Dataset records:
........

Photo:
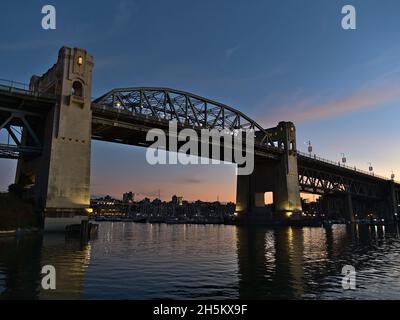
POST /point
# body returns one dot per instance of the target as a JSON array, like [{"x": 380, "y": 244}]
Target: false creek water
[{"x": 151, "y": 261}]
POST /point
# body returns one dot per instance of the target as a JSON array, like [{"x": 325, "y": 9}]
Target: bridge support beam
[
  {"x": 279, "y": 176},
  {"x": 61, "y": 175}
]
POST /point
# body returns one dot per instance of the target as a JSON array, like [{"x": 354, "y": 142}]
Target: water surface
[{"x": 152, "y": 261}]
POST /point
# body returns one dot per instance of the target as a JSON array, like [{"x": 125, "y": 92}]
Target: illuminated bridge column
[
  {"x": 62, "y": 173},
  {"x": 348, "y": 207},
  {"x": 277, "y": 175},
  {"x": 391, "y": 203}
]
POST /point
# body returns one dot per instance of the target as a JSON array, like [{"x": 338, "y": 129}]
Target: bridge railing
[
  {"x": 341, "y": 165},
  {"x": 21, "y": 88}
]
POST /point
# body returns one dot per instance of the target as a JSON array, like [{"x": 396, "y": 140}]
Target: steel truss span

........

_WRITTEN INSTRUCTION_
Repeat the records above exactly, omitting every picture.

_SOLUTION_
Photo:
POST /point
# body returns one dot per instance of the target as a JSON array, like [{"x": 380, "y": 244}]
Target: false creek water
[{"x": 151, "y": 261}]
POST /point
# body returns one dot per instance of the target as a JSON array, like [{"x": 325, "y": 9}]
Target: bridge support beam
[
  {"x": 279, "y": 176},
  {"x": 61, "y": 175}
]
POST /point
# body returns one dot per instance of the target as a JSON array, like [{"x": 354, "y": 142}]
Target: water surface
[{"x": 152, "y": 261}]
POST /point
# body returns one dot per instance of the target as a JSON array, like [{"x": 125, "y": 92}]
Target: illuminated bridge column
[
  {"x": 62, "y": 173},
  {"x": 348, "y": 207},
  {"x": 277, "y": 175},
  {"x": 391, "y": 203}
]
POST /point
# body returns one dot per instance of the target as a JSON array, like [{"x": 338, "y": 129}]
Target: bridge railing
[
  {"x": 341, "y": 165},
  {"x": 21, "y": 88}
]
POST /point
# body returns one dot per instance of the target as a JSON array, like [{"x": 396, "y": 140}]
Target: steel truss span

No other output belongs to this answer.